• _TASK_
Write out the lines below as a JSON list of strings, one string for each line, and skip any blank lines.

• _DATA RECORDS_
# # # # # # #

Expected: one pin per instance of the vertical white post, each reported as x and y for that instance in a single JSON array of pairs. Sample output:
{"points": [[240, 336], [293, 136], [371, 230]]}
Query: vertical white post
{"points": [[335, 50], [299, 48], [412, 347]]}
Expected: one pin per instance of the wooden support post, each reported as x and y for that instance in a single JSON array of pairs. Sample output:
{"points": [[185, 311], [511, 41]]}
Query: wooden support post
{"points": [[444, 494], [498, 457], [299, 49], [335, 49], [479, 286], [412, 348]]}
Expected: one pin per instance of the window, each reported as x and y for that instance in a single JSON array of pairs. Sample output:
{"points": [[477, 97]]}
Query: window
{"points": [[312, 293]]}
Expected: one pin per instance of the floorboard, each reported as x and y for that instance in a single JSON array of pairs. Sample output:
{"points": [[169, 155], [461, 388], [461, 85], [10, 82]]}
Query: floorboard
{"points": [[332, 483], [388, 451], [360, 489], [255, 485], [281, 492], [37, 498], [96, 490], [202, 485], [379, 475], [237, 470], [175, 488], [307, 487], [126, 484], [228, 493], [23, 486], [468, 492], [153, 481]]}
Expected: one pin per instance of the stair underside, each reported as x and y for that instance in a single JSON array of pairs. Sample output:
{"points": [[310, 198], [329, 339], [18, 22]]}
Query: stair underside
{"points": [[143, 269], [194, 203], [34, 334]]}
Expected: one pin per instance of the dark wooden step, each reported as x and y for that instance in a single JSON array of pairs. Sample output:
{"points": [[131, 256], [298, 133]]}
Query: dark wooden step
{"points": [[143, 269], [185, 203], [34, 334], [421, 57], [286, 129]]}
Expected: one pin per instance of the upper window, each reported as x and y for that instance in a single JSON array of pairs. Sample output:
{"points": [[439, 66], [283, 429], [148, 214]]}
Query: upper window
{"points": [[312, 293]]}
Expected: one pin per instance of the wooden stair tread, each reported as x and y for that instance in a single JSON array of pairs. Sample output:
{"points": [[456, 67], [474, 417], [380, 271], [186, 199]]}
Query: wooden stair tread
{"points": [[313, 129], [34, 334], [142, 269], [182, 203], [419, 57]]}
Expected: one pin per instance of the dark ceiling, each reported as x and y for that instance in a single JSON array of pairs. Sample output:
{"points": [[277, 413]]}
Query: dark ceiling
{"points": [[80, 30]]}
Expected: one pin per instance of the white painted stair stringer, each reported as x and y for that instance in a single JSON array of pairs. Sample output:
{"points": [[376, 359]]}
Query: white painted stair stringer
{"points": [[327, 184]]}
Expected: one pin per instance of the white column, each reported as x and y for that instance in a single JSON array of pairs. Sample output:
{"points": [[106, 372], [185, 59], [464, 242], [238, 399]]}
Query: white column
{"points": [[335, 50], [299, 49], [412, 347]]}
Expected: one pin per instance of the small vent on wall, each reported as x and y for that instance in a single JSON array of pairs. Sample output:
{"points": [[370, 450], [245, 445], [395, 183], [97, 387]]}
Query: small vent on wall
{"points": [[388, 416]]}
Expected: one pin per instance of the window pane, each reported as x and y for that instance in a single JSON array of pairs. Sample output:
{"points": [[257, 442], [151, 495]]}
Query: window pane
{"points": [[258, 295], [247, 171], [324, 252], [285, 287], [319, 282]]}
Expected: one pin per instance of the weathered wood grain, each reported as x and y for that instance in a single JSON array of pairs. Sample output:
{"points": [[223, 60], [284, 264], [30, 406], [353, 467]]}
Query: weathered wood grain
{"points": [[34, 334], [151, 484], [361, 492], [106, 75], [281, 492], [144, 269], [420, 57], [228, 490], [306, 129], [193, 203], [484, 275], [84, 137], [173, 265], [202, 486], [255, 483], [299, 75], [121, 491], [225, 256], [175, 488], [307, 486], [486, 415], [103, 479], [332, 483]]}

# # # # # # #

• _RIGHT ANSWER_
[
  "Expected: one pin per instance of the vertical white post, each reported as x and y for that instance in a single JSON array of pairs. Sample output:",
  "{\"points\": [[240, 336], [293, 136], [371, 230]]}",
  "Query: vertical white post",
  "{\"points\": [[335, 50], [299, 48], [412, 347]]}",
  "Expected: one pin per instance of the wooden support post, each reported as x and y for that instance in a single JSON array of pairs. Sample output:",
  "{\"points\": [[185, 311], [511, 41]]}",
  "Query: wooden support post",
  "{\"points\": [[444, 494], [498, 457], [299, 49], [335, 49], [479, 286], [412, 348]]}",
  "Expected: one pin per instance of the window, each reported as x and y for that instance in a single JSON array of pairs. Sample output:",
  "{\"points\": [[477, 97]]}",
  "Query: window",
  "{\"points\": [[312, 293]]}",
  "Expected: one pin per instance of the floorboard, each reported as x and y for that instance in a single JSON array of pairs. Sample output:",
  "{\"points\": [[169, 155], [461, 388], [461, 85], [10, 82]]}",
  "Query: floorboard",
  "{\"points\": [[332, 483], [388, 451], [360, 489], [255, 485], [281, 492], [37, 498], [96, 490], [202, 485], [379, 475], [237, 470], [175, 488], [307, 487], [126, 484], [228, 493], [23, 486], [468, 492], [153, 481]]}",
  "Expected: one pin per instance of the stair underside, each reported as x and y for that instance in a single JSON array of pairs. Sample output:",
  "{\"points\": [[310, 198], [329, 339], [18, 22]]}",
  "Query: stair underside",
  "{\"points\": [[143, 269], [194, 203], [34, 334]]}",
  "Expected: one pin per instance of the dark wooden step, each reported as x and y for that instance in a single JSON array of pairs. Sample output:",
  "{\"points\": [[131, 256], [298, 133]]}",
  "Query: dark wooden step",
  "{\"points\": [[143, 269], [185, 203], [34, 334], [421, 57], [286, 129]]}",
  "Expected: one pin per instance of the upper window, each reported as x and y for that instance in a single JSON array of pairs. Sample output:",
  "{\"points\": [[439, 66], [283, 429], [148, 214]]}",
  "Query: upper window",
  "{\"points\": [[312, 293]]}",
  "Expected: one pin per instance of the wooden stair tread, each reported as x and y for that instance in a single JSON array of pairs. Sample output:",
  "{\"points\": [[456, 67], [474, 417], [380, 271], [186, 199]]}",
  "Query: wooden stair tread",
  "{\"points\": [[313, 129], [34, 334], [142, 269], [182, 203], [419, 57]]}",
  "Expected: one pin per instance of the dark ceiling, each reported as x and y for that instance in a single JSON array of pairs. Sample output:",
  "{\"points\": [[277, 413]]}",
  "Query: dark ceiling",
  "{\"points\": [[80, 30]]}",
  "Expected: one pin per instance of the white painted stair stringer, each reported as x and y for that instance in a single JSON array of pairs. Sample output:",
  "{\"points\": [[376, 359]]}",
  "Query: white painted stair stringer",
  "{\"points\": [[327, 184]]}",
  "Expected: one pin per instance of the white column, each reported as x and y for that instance in a single JSON array of pairs. Sample output:",
  "{\"points\": [[106, 372], [185, 59], [464, 242], [238, 399]]}",
  "Query: white column",
  "{\"points\": [[335, 50], [299, 49], [412, 347]]}",
  "Expected: one pin per instance of the small vent on wall, each reported as x and y for that instance in a single JSON array of pairs. Sample output:",
  "{\"points\": [[370, 450], [245, 445], [395, 183], [97, 387]]}",
  "Query: small vent on wall",
  "{\"points\": [[388, 416]]}",
  "Expected: one pin per instance of the window pane, each reported as x and y for that instance in a single JSON array of pairs. Sample output:",
  "{\"points\": [[257, 442], [151, 495]]}",
  "Query: window pane",
  "{\"points\": [[258, 295], [247, 171], [324, 252], [285, 287], [319, 282]]}",
  "Expected: one pin per instance of the weathered wood grain, each reported as x and y for that instance in a single JSON array of pairs. Sample output:",
  "{\"points\": [[223, 60], [284, 264], [30, 406], [353, 467]]}",
  "Query: weathered wood grain",
  "{\"points\": [[34, 334], [151, 484], [361, 492], [106, 75], [281, 492], [144, 269], [420, 57], [228, 490], [306, 129], [193, 203], [484, 275], [84, 137], [173, 265], [202, 486], [255, 483], [299, 75], [121, 491], [225, 256], [175, 488], [307, 486], [486, 415], [103, 479], [332, 483]]}"
]